#### Task directions:
Looking through the listing that follows, count every line with the string "smooth" and state the number alone.

#### Study material:
* * * * *
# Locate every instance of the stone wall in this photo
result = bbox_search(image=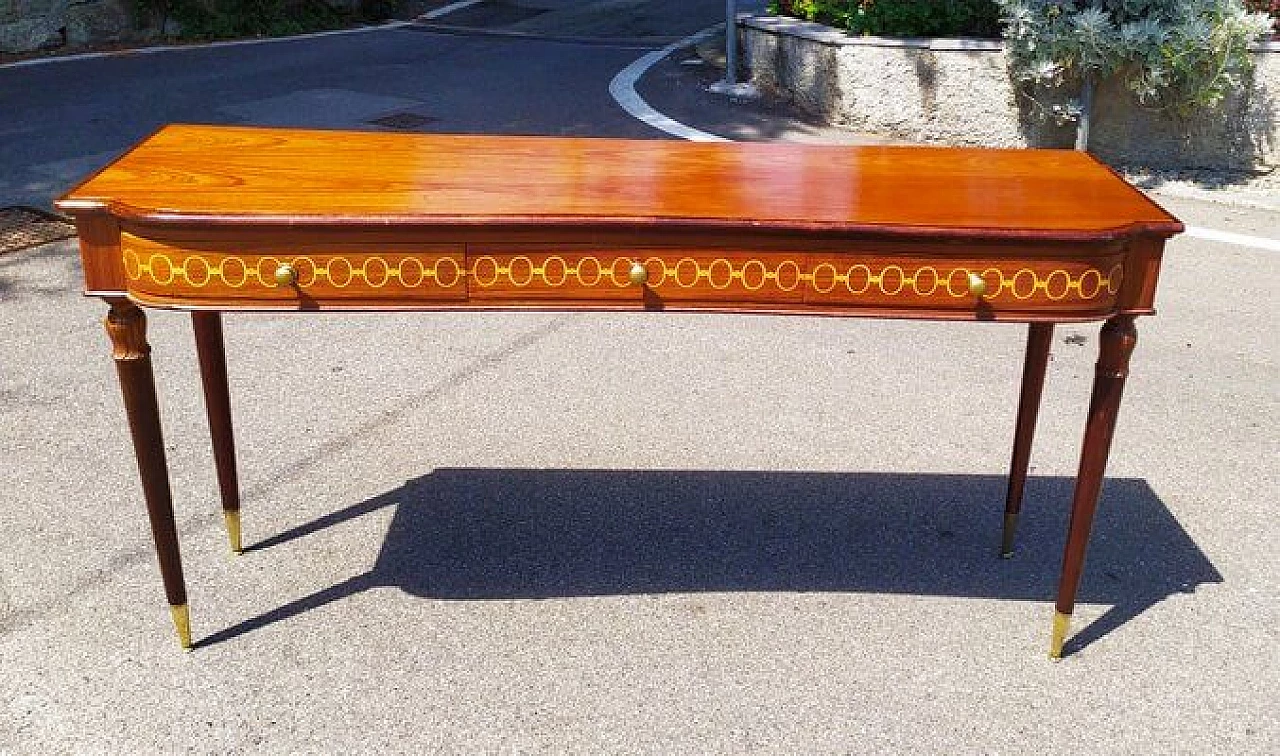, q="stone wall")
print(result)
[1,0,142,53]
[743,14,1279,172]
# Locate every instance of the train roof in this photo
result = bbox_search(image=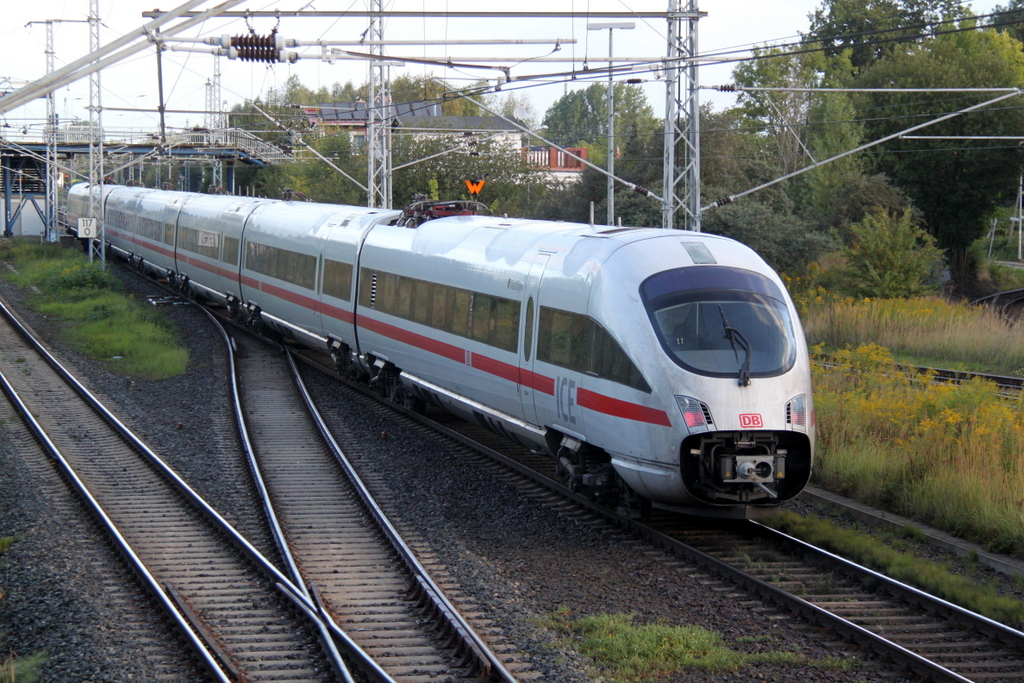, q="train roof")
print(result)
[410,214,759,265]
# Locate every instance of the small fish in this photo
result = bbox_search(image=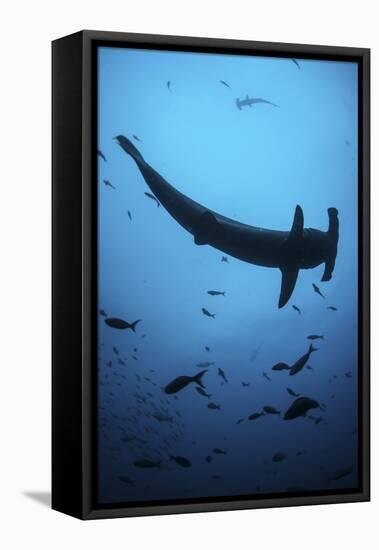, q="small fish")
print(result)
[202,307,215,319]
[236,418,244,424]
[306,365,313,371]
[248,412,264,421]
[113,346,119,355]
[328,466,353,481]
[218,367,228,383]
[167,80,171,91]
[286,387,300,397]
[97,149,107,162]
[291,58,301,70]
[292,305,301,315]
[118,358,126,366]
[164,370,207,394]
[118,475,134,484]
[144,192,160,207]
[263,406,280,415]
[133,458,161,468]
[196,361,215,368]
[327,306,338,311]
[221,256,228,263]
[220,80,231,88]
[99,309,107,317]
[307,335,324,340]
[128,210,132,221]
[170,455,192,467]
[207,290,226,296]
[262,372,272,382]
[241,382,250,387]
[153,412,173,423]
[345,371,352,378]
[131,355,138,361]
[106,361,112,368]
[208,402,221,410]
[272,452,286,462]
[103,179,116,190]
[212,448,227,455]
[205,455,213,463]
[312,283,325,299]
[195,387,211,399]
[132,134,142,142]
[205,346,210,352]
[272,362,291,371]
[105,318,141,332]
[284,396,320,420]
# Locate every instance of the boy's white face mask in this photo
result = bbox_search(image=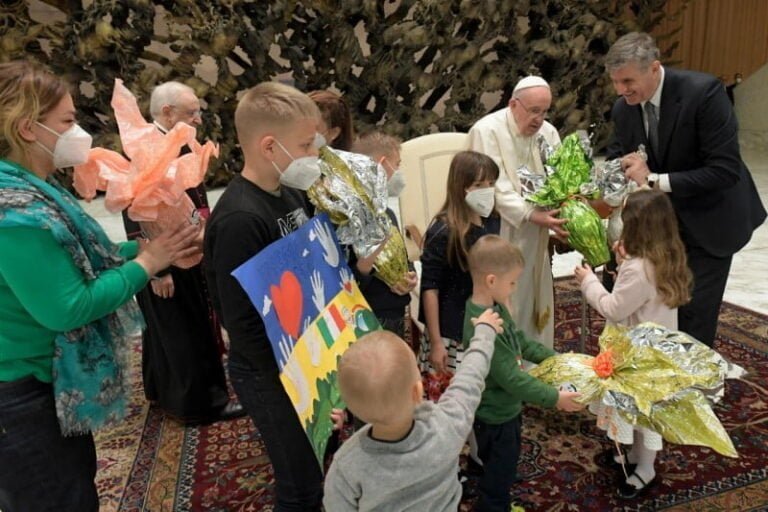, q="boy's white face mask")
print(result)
* * * * *
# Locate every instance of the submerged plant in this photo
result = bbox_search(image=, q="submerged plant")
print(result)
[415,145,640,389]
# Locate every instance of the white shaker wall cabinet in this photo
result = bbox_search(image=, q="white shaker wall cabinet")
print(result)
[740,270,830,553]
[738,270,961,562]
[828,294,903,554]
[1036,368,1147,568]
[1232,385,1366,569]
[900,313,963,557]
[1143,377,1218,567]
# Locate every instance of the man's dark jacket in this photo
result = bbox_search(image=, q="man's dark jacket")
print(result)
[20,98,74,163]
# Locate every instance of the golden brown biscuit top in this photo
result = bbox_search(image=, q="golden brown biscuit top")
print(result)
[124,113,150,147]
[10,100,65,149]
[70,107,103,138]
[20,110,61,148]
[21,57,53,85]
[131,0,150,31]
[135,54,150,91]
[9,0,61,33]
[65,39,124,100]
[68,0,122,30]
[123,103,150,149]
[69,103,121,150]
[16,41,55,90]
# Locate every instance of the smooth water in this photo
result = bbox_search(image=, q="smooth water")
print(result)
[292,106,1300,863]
* * * * *
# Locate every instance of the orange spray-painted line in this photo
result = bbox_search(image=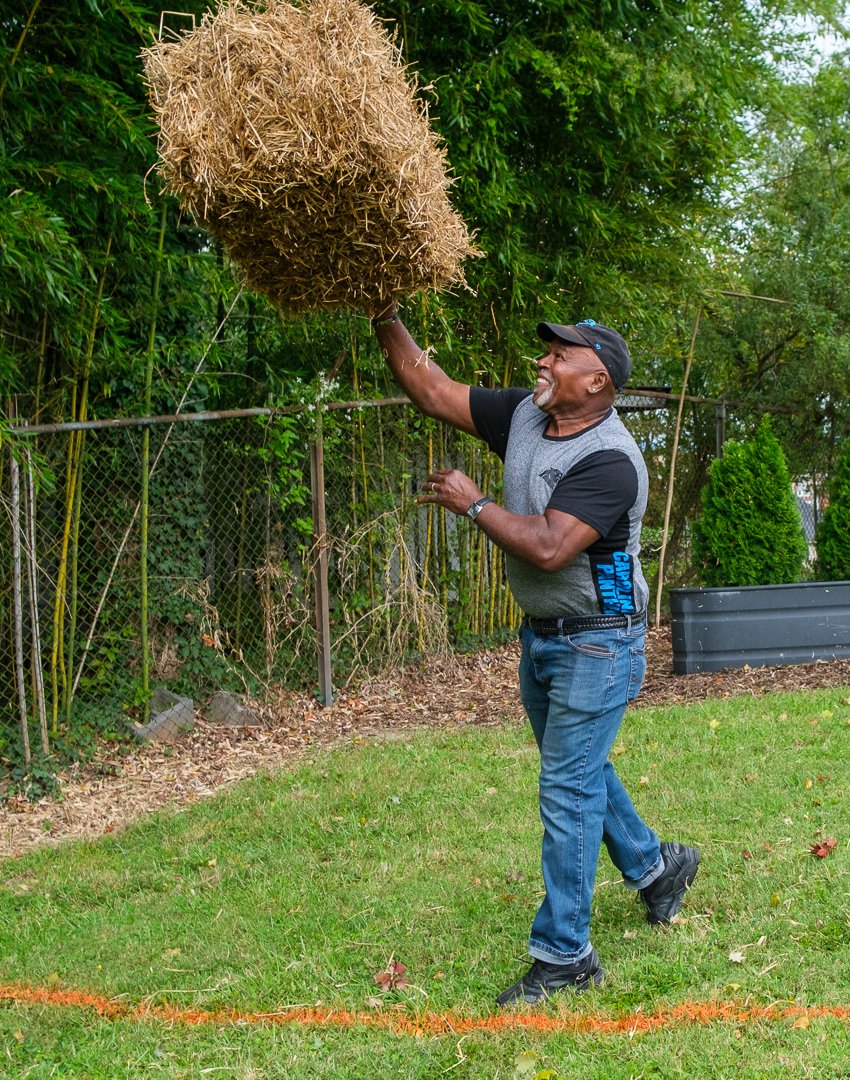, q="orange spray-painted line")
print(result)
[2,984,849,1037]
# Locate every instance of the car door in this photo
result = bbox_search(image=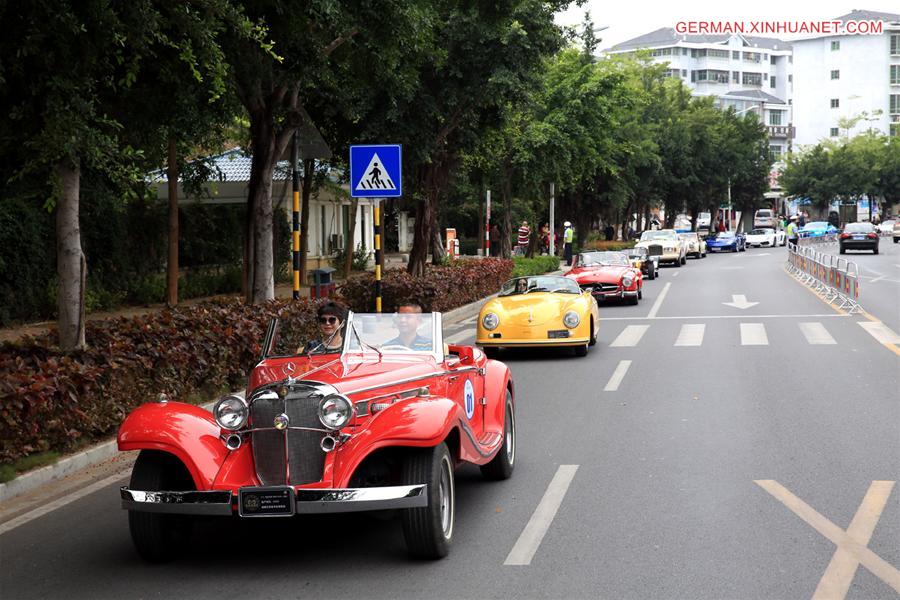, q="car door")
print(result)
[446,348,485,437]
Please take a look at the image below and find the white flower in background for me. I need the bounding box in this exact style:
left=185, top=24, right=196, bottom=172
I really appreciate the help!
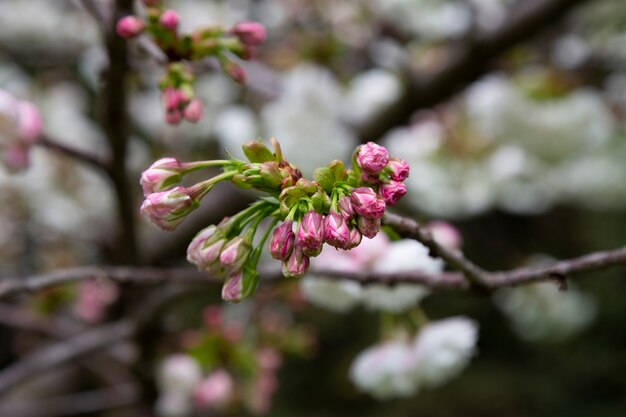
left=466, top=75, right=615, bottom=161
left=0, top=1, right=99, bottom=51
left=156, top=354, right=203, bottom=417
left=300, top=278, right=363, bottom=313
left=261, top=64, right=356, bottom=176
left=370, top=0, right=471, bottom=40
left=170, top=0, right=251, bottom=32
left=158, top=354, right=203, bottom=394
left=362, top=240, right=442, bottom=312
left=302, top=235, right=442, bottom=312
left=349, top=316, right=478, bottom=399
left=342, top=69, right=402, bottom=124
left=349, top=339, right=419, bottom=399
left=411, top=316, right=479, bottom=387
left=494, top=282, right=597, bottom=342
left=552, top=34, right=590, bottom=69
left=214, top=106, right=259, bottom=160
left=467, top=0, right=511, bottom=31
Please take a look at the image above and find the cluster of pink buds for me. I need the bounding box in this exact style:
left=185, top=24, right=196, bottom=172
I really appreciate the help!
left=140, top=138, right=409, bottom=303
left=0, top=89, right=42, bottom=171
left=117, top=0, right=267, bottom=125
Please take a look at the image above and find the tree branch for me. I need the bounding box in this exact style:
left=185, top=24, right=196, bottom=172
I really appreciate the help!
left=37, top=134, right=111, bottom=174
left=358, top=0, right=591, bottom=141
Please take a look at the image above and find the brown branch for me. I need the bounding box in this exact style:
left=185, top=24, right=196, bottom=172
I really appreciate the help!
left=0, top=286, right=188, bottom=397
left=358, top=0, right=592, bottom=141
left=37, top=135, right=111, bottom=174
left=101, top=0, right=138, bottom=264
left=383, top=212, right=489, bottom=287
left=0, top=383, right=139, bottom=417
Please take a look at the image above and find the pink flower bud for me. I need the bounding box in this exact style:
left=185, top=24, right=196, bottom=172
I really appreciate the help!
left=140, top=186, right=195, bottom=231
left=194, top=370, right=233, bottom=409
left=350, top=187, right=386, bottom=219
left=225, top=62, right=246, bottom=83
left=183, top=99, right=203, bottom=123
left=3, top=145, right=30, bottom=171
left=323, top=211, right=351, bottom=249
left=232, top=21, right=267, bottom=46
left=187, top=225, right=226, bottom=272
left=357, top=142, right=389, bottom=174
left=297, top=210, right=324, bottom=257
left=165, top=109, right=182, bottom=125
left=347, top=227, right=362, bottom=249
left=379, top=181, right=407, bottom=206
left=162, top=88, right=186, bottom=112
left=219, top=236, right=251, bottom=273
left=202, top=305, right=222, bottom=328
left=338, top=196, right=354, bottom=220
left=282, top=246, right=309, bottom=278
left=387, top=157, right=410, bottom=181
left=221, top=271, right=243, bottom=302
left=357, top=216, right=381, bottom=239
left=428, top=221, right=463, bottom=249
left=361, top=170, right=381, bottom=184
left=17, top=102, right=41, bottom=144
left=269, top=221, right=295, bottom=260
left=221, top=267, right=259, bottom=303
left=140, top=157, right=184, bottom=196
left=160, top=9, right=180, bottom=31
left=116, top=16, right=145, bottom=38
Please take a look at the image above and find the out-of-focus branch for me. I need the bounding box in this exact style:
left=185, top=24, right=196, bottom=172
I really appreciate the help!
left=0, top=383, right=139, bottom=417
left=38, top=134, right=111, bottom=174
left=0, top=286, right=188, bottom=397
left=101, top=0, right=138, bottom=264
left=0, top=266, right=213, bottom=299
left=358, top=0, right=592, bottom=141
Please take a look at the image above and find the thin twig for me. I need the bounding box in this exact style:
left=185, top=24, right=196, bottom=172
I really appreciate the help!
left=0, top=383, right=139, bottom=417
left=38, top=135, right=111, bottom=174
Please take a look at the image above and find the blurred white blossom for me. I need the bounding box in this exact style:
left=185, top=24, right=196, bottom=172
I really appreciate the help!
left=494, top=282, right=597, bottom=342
* * * * *
#### The answer:
2